Start Source material

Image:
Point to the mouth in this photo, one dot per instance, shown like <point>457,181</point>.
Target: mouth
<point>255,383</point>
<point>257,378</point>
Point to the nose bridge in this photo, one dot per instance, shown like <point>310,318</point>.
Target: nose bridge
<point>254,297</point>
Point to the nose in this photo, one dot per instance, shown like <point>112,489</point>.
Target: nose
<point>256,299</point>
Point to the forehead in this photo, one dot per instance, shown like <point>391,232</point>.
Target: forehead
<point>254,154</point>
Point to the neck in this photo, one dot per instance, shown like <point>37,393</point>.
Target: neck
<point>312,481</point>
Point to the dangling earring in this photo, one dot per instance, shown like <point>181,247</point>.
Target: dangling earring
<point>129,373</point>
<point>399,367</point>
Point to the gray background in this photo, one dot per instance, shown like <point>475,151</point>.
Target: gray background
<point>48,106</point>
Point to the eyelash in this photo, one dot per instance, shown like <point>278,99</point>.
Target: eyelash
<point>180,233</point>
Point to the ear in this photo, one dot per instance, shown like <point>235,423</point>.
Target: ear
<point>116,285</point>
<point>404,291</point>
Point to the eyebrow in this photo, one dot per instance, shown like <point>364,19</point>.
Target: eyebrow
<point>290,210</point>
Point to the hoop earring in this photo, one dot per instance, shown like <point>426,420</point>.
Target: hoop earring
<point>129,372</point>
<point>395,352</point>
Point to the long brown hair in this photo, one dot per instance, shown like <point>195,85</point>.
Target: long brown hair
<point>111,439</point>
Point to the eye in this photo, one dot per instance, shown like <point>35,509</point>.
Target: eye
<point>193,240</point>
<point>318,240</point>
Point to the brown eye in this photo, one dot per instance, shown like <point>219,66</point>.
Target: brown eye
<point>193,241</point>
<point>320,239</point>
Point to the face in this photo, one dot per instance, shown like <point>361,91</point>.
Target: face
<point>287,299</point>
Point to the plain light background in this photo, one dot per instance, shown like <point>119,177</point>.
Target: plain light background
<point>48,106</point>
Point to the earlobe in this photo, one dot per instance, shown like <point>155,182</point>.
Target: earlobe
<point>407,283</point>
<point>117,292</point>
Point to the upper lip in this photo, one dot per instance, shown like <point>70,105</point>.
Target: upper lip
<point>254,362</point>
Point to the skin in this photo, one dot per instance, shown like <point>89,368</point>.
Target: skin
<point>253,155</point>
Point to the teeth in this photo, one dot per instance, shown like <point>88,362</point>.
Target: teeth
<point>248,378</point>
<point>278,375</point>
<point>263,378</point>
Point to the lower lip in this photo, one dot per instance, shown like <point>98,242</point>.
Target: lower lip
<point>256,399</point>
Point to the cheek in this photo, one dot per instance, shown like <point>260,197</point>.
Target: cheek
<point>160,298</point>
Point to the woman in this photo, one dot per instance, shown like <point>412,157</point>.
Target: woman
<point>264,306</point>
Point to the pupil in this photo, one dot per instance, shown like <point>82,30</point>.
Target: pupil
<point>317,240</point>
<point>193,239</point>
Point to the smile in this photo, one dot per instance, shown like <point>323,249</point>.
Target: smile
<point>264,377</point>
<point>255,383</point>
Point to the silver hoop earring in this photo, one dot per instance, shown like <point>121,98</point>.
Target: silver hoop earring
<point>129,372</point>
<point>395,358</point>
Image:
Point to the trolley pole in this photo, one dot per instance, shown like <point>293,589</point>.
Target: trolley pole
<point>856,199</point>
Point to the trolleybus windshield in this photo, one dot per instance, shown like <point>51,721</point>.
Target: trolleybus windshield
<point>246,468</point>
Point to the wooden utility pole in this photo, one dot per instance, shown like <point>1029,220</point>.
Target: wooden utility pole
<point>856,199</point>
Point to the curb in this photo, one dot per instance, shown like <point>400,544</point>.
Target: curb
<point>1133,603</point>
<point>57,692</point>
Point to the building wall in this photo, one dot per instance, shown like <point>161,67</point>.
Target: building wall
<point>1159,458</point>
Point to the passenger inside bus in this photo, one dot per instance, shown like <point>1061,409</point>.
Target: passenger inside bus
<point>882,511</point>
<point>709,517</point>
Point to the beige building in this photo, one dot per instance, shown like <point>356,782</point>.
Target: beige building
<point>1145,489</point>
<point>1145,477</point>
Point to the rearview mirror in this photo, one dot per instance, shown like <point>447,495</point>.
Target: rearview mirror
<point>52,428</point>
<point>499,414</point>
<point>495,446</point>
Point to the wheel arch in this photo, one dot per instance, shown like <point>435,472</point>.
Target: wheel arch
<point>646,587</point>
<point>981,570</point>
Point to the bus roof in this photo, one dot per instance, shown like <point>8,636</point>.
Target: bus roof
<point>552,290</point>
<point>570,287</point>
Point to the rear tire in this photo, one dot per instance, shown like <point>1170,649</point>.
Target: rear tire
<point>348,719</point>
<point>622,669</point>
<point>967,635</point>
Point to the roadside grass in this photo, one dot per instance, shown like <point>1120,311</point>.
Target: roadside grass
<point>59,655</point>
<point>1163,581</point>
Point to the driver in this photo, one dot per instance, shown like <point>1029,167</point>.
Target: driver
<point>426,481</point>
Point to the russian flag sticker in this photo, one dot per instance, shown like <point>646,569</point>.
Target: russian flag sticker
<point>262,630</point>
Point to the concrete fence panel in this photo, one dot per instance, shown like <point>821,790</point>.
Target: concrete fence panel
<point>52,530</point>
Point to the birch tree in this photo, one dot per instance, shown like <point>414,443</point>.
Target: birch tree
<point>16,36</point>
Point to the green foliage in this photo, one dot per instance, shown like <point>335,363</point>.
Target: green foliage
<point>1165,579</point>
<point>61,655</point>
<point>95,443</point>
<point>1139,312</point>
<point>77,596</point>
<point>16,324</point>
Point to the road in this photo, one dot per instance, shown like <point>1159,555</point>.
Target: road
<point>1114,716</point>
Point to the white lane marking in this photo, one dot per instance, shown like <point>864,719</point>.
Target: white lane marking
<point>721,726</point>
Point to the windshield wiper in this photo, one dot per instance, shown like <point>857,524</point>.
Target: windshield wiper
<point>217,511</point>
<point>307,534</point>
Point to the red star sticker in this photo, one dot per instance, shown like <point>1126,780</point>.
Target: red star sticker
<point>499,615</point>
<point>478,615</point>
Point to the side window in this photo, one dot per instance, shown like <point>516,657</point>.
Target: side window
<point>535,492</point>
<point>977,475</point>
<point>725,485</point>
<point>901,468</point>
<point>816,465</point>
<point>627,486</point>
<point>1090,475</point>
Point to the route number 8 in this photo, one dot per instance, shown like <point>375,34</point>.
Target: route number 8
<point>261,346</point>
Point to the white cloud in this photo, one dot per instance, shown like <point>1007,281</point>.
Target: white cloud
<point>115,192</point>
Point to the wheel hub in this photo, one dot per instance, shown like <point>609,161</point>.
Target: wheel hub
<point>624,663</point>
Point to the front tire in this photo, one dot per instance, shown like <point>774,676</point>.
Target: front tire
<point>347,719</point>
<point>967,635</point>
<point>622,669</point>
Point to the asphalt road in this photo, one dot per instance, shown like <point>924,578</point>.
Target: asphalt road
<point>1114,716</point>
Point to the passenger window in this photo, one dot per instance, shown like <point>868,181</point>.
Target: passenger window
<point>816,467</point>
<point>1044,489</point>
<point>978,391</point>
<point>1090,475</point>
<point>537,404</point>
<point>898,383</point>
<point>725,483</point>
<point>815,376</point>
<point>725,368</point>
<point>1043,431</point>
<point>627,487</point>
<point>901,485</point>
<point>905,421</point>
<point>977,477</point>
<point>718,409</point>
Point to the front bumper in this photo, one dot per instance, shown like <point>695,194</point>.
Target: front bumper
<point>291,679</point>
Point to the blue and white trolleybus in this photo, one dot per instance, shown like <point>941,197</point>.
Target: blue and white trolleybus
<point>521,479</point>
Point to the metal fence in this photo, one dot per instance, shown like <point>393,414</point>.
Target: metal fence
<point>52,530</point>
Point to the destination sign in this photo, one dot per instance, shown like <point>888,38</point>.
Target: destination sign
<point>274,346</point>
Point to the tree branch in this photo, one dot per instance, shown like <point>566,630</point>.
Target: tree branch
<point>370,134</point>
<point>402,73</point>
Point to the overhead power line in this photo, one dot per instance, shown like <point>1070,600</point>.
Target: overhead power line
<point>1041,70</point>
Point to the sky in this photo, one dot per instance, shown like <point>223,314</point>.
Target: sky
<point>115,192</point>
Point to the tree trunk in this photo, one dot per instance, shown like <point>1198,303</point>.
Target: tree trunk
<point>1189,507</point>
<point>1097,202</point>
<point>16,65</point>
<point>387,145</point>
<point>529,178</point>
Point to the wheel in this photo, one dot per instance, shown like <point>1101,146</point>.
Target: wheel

End Source material

◆ Job ◆
Quote, without any change, each line from the one that contains "Point to the tree branch" through the end of the material.

◆ Written answer ◆
Point to the tree branch in this photo, one dot per instance, shown like <point>566,630</point>.
Target: tree branch
<point>370,134</point>
<point>402,73</point>
Point to the overhead power line in this photo, one dot per instance, shown like <point>1070,600</point>.
Target: overhead power line
<point>1041,70</point>
Point to the sky in this photo, one dot per instance, shown like <point>223,314</point>.
Target: sky
<point>115,192</point>
Point to the tree trunk in this photo, one dot per instance, shown like <point>1198,303</point>.
Target: tree trunk
<point>1189,507</point>
<point>1097,202</point>
<point>16,65</point>
<point>387,145</point>
<point>529,178</point>
Point to the wheel in this photo, one dot per instance, shown like <point>1101,146</point>.
Target: wheel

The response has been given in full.